======== Excerpt to read
Video by Earth, Wind & Fire
- Released: 1998 (VHS), 2008 (DVD)
- Recorded: 1990
- Venue: Nippon Budokan
- Length: 1:16:26
- Label: Pioneer, Eagle Rock

= Live in Japan (Earth, Wind & Fire video) =

Live in Japan is a concert by the band Earth, Wind & Fire released on DVD in 2008 by Eagle Rock Entertainment.

== Overview ==
Earth, Wind & Fire: Live in Japan was originally issued in 1998 on VHS by Pioneer Entertainment. The concert was recorded in the Tokyo Dome during the band's "Heritage Tour".

==Critical reception==
The Urban Music Scene noted "it doesn't get any better than this folks" with Live in Japan.
Mark Deming of Allmovie noted that EWF "show they still have talent and charisma to spare in this concert filmed in Japan in 1990".
Matt Bauer of Exclaim! also called Live in Japan "mesmerizing".
================
Problem A
Name each publication that the Live in Japan entry quotes in its "Critical reception" section.
The Live in Japan entry and the records come from unrelated sources.
======== Given data
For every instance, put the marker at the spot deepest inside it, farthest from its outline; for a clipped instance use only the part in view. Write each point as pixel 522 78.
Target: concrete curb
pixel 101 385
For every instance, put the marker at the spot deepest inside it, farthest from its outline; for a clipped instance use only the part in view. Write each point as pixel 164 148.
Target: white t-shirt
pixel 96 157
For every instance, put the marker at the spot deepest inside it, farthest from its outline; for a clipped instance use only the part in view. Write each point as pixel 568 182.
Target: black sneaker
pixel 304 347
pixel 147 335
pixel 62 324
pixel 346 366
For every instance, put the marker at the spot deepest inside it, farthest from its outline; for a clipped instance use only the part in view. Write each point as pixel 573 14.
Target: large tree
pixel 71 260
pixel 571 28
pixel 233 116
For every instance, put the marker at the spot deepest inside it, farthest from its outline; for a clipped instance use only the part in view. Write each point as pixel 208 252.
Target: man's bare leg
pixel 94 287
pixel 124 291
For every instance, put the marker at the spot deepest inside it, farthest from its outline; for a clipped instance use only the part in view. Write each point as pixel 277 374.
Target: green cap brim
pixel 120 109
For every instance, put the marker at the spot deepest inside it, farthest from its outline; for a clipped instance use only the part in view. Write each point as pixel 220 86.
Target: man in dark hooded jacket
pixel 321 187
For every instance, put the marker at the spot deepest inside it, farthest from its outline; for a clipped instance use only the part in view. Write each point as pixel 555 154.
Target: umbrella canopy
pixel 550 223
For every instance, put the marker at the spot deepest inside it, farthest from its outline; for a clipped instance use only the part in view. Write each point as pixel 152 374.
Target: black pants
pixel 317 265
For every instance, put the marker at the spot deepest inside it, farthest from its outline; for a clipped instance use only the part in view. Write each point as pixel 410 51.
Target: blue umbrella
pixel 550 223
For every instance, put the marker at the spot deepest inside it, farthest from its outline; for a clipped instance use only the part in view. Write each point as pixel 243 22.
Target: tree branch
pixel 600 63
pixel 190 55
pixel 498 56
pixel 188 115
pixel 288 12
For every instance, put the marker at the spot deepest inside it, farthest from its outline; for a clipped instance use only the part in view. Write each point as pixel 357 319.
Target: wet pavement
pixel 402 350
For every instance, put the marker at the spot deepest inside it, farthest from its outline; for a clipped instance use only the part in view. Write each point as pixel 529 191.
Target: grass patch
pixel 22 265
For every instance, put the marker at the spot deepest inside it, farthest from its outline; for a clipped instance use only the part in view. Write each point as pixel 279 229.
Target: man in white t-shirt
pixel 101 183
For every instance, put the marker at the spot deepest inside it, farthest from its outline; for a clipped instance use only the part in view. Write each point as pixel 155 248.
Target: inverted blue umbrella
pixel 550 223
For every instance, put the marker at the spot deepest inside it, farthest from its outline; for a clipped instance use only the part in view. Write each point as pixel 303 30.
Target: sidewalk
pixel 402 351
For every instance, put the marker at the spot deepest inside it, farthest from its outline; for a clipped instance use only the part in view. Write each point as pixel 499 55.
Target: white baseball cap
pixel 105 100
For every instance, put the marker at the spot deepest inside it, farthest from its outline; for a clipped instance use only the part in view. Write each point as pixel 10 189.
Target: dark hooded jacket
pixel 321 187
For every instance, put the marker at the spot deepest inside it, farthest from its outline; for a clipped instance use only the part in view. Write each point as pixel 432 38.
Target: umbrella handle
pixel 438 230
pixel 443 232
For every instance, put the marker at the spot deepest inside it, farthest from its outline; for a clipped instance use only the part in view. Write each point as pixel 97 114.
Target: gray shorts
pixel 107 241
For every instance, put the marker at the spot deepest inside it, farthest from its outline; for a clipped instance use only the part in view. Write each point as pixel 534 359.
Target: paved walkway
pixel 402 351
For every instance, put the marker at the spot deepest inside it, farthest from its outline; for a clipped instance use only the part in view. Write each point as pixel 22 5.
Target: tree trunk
================
======== Given data
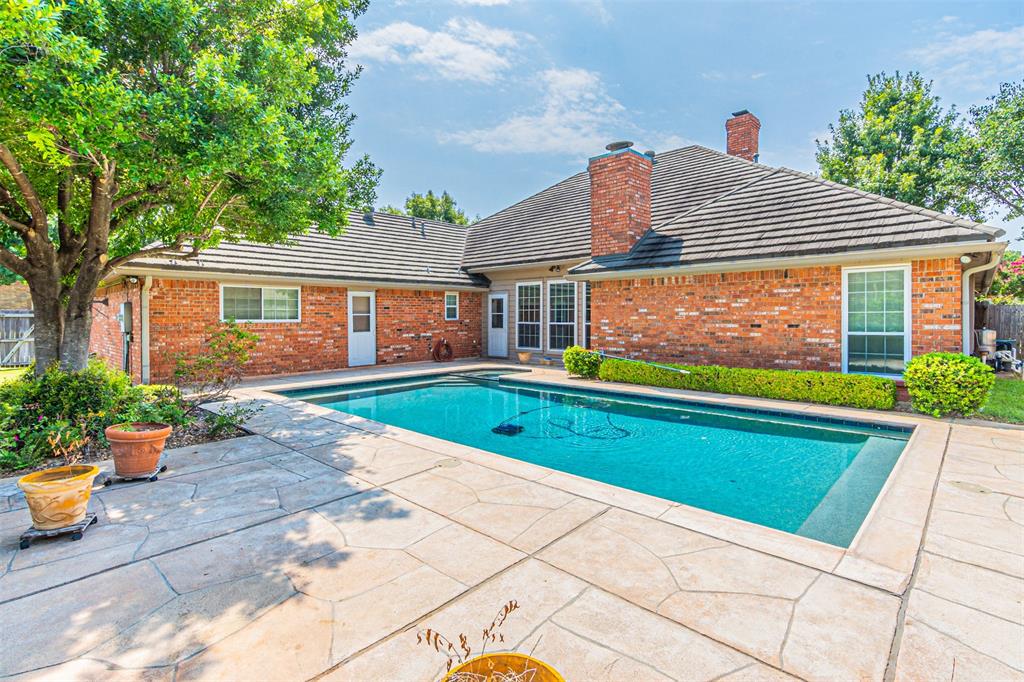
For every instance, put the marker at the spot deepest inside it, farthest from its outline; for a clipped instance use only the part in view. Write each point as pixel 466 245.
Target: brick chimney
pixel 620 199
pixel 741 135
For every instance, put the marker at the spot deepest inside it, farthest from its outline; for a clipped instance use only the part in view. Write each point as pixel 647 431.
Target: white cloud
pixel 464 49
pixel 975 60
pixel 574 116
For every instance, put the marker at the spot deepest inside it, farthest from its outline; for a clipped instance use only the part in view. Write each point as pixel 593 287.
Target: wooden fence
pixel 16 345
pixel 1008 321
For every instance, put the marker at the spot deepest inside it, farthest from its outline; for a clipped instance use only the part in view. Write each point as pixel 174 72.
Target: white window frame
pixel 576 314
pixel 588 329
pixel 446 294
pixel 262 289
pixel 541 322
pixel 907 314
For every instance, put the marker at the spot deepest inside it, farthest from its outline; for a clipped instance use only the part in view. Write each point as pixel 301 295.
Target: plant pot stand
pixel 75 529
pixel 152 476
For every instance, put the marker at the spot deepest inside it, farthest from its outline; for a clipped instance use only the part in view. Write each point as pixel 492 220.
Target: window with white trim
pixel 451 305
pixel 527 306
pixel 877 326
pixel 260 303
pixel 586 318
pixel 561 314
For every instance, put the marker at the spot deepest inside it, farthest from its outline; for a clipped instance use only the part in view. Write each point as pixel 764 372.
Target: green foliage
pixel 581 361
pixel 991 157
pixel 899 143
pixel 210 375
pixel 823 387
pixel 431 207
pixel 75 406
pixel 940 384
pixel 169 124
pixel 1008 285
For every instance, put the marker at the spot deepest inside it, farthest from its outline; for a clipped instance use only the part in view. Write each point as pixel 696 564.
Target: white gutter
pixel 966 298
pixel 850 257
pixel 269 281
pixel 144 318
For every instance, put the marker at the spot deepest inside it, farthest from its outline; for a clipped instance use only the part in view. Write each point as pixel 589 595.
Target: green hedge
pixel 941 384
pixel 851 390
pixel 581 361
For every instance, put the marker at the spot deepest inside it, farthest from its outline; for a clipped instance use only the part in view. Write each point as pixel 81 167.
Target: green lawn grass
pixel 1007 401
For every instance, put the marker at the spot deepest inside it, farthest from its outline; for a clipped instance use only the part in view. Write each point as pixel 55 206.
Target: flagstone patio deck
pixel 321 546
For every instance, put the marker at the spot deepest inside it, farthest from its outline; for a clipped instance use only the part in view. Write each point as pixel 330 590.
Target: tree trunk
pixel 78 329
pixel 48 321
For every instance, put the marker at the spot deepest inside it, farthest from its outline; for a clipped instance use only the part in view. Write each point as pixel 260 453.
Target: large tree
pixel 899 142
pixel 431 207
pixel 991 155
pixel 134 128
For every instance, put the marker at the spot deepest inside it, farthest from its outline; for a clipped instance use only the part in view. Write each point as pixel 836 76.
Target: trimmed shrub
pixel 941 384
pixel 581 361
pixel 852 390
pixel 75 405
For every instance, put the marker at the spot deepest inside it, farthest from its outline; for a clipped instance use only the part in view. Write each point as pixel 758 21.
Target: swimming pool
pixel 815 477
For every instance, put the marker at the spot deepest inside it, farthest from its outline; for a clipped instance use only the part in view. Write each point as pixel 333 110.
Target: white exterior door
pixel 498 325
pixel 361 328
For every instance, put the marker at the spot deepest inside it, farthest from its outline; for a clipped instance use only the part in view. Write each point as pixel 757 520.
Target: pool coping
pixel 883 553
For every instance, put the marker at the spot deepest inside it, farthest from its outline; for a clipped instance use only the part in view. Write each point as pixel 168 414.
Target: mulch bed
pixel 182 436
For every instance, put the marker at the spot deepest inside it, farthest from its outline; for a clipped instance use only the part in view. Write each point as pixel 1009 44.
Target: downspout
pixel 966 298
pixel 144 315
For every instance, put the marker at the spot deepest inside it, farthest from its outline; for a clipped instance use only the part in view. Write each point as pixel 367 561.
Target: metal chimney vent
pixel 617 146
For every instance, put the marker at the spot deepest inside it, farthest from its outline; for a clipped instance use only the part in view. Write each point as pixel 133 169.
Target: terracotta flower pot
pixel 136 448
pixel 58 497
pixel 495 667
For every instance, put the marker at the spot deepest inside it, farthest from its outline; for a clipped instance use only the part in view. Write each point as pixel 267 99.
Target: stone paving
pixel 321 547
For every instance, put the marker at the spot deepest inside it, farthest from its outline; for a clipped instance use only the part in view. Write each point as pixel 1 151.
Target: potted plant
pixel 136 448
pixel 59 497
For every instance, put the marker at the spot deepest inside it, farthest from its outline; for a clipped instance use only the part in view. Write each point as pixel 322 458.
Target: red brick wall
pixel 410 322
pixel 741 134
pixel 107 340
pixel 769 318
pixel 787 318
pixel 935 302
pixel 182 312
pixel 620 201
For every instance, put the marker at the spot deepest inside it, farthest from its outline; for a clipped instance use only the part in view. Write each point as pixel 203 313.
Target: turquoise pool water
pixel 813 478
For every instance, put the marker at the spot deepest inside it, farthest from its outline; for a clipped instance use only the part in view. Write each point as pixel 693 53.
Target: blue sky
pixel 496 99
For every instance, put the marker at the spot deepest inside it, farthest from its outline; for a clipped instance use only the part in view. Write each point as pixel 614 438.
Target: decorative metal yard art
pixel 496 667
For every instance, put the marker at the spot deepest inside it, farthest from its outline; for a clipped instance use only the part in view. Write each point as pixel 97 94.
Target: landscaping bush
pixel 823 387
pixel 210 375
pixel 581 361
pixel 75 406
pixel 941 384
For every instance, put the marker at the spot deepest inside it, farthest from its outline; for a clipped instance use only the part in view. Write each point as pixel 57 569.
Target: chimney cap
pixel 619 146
================
======== Given data
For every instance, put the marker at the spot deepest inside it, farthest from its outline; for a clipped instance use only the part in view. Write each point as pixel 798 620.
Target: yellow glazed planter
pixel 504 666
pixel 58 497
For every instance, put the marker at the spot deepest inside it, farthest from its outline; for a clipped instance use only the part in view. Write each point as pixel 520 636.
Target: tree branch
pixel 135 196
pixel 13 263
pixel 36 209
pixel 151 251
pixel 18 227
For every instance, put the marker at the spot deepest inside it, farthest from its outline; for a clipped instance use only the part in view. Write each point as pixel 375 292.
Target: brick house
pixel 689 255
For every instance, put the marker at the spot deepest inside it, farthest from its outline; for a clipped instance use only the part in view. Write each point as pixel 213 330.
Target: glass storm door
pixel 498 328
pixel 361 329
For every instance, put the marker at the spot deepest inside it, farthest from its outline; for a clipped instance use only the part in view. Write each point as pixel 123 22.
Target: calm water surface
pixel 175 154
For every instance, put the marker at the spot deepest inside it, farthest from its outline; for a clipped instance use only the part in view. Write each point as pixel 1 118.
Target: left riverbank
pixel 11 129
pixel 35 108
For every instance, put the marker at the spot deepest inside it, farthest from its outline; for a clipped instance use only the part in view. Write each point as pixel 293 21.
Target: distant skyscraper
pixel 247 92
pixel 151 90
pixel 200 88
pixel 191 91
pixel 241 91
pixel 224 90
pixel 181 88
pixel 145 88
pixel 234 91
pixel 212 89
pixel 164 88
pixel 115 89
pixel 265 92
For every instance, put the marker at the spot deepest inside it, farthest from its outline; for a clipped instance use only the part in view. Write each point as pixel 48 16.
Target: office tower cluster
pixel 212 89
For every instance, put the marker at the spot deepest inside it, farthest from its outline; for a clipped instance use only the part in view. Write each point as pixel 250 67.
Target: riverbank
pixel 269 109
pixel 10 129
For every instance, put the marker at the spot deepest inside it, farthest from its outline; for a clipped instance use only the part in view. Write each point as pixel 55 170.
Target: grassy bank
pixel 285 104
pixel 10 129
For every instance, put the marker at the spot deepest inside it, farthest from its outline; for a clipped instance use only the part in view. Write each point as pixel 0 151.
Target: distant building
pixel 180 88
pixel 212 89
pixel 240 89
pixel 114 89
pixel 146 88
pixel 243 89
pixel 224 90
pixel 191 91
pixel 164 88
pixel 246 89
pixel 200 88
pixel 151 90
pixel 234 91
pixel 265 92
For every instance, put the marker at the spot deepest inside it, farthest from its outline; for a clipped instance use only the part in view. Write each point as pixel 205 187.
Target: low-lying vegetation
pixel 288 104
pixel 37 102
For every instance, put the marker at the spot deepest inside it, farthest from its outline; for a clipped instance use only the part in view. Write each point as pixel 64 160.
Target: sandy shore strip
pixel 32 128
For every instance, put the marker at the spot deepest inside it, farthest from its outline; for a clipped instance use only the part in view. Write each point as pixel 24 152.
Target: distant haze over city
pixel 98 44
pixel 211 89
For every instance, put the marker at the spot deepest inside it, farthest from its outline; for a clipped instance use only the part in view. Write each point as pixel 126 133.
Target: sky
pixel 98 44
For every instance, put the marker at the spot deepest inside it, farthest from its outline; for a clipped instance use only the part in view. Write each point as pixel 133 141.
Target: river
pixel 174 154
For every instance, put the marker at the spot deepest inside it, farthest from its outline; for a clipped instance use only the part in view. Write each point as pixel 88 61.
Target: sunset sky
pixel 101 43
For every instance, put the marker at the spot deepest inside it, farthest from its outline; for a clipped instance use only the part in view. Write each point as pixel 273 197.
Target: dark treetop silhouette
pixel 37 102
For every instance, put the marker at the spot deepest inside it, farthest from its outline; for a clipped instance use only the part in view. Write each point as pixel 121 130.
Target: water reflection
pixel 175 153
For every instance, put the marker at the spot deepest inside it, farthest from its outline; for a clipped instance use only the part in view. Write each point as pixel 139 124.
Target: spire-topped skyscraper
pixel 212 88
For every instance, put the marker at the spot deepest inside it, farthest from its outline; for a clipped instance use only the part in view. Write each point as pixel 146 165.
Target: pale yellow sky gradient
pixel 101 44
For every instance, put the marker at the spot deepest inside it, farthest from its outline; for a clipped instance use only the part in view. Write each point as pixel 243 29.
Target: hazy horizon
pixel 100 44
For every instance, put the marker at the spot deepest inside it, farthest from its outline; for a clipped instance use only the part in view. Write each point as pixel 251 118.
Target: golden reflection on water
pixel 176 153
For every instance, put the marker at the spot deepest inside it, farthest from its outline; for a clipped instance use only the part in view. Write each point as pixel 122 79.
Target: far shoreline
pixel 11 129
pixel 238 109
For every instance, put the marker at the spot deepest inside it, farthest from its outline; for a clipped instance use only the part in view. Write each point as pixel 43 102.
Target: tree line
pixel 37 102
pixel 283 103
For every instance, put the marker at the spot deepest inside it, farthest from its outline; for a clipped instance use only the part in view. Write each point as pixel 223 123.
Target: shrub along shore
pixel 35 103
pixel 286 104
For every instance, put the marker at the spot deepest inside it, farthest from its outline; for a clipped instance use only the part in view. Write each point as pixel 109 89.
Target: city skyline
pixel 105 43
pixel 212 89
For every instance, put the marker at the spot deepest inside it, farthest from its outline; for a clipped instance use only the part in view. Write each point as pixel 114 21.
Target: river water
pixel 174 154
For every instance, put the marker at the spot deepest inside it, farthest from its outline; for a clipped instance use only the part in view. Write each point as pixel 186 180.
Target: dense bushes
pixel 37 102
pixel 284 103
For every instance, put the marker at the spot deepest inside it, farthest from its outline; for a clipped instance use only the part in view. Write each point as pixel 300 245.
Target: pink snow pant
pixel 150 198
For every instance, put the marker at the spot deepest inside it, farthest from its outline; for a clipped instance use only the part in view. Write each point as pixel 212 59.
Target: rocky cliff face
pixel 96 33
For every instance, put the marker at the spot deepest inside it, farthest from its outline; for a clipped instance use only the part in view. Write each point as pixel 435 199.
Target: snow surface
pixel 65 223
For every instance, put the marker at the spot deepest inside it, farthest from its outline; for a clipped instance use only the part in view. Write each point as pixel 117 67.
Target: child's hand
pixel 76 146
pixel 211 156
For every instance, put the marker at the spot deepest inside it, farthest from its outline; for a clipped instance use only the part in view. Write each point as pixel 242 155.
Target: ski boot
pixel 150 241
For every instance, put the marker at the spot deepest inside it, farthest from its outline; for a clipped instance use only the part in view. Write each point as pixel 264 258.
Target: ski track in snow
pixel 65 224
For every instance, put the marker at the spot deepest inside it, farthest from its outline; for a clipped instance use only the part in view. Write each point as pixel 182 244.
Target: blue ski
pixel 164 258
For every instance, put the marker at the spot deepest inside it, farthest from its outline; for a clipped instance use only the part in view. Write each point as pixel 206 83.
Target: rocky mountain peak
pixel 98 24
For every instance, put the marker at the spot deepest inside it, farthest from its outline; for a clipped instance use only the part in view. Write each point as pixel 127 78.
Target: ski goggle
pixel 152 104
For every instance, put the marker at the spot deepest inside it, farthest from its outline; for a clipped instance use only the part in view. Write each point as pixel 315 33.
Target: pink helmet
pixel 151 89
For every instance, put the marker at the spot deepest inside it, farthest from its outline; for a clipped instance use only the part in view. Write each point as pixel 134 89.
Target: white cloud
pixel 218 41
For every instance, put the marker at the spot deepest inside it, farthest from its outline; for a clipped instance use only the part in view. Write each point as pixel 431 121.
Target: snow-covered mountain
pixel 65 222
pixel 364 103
================
Problem B
List every line of the records that contains the string "reflection", counting only matches with the same case.

Complete answer A
The Urban Music Scene, Allmovie, Exclaim!

Complete answer B
Target: water reflection
Target: golden reflection on water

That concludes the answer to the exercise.